**Aim**
Starting with the line that has "Mark the utility" in it, repeat every line through the last one, word for word, and give nothing more.

------------------------

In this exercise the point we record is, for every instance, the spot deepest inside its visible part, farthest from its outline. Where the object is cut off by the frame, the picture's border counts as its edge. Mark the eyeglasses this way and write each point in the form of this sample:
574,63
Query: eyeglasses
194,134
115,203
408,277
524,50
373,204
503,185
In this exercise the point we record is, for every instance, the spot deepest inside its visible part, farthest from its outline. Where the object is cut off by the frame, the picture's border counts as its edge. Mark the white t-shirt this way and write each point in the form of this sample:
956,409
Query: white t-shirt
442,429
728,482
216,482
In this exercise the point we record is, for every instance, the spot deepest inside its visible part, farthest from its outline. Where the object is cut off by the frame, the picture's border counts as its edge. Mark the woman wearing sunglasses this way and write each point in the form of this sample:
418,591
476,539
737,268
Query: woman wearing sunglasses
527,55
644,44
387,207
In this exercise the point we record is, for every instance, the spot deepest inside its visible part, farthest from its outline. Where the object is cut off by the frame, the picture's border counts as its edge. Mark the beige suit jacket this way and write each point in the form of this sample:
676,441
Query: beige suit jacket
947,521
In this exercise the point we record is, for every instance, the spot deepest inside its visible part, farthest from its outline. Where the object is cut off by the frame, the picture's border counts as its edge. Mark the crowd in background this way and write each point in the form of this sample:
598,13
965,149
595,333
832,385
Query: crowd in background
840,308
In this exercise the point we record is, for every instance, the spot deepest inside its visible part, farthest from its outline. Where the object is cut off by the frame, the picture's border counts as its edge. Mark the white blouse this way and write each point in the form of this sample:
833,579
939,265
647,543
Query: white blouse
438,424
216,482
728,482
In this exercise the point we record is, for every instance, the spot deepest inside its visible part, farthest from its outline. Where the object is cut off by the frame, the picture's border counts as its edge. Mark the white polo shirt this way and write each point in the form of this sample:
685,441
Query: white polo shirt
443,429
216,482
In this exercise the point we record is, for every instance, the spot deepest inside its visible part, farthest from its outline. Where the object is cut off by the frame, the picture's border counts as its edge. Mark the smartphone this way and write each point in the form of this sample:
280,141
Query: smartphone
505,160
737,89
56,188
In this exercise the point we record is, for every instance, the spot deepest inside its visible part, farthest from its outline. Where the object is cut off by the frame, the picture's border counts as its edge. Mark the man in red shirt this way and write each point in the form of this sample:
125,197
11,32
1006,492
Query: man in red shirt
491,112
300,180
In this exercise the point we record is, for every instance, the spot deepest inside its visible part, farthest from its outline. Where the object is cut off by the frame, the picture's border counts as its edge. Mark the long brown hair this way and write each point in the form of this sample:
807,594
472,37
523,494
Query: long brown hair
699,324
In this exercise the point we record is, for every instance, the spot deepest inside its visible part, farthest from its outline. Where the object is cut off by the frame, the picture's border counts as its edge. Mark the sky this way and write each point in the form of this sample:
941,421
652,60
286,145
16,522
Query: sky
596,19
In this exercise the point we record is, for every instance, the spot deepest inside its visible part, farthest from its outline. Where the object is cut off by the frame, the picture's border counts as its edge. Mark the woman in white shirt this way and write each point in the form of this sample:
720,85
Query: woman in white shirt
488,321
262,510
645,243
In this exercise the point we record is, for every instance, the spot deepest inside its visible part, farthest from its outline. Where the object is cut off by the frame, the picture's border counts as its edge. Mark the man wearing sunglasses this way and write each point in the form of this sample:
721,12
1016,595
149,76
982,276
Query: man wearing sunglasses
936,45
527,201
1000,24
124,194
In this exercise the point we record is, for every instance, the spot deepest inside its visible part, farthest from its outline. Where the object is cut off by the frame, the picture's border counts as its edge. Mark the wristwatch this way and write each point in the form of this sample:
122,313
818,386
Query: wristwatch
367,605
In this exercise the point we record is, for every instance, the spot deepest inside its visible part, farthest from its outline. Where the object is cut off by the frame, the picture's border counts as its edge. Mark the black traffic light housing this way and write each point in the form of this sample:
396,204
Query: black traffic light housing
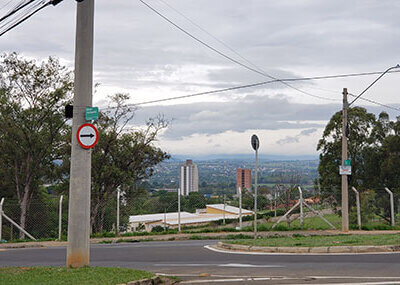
69,111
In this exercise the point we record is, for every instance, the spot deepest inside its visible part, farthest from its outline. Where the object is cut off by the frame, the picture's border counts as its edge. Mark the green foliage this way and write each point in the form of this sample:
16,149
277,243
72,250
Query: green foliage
32,126
62,275
374,150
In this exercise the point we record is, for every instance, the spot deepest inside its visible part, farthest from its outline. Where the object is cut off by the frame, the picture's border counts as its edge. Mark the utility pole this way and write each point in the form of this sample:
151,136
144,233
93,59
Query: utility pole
240,208
223,217
80,172
60,219
179,210
118,202
345,195
255,143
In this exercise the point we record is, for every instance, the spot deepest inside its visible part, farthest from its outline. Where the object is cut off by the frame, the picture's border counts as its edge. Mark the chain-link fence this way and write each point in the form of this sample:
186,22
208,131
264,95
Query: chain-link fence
142,211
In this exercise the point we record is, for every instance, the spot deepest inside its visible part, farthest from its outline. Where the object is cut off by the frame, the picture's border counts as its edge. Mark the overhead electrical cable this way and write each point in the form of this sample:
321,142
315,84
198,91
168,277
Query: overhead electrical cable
230,58
16,9
258,69
268,82
20,16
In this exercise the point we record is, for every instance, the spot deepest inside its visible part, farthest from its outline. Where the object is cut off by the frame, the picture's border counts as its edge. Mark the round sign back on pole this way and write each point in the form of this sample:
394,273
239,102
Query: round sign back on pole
255,143
87,136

------------------------

**Finished answer**
In this exercise the point we record is, for every instance, the spot deepest inside its visible part, farthest from its outline. Where the object is cut off by the frame, the picture's border counts as its edge. Mark the utility pole this way and write each point in the form of this sample:
151,136
144,233
93,59
Query: utility pole
240,208
223,217
80,172
60,219
179,210
118,202
345,195
255,143
In this exercise the point we record is, for every instance, the spot deepest inside its visible part, farthest from its outline. Where the object is cut off by the frame, the picture's border counts as its edge. Mark the chain-link fence this way and write each point in the form of this sample:
186,22
208,131
264,95
Query: chain-link fence
142,211
In this exercise the point we record is, for every instance, the spot deepest inside its visible part, farthest from its outline. Where the object is cut off by the frame, the picture's border counts as its edge. Mark the overhead electrical cable this way and write each point in the form of this sample:
321,142
315,84
198,91
168,277
Query: overhead electrical cable
230,58
16,9
258,69
268,82
20,16
In this exercise the point we record is, for every instance, the spot deepest inside its visible part, farthest from its outline. Where the object is cut off by the frame, the picture's border counts as its edge. Mark the round sign back on pole this way and write each point in the form of this sample:
394,273
239,102
Query: round sign back on pole
255,143
87,136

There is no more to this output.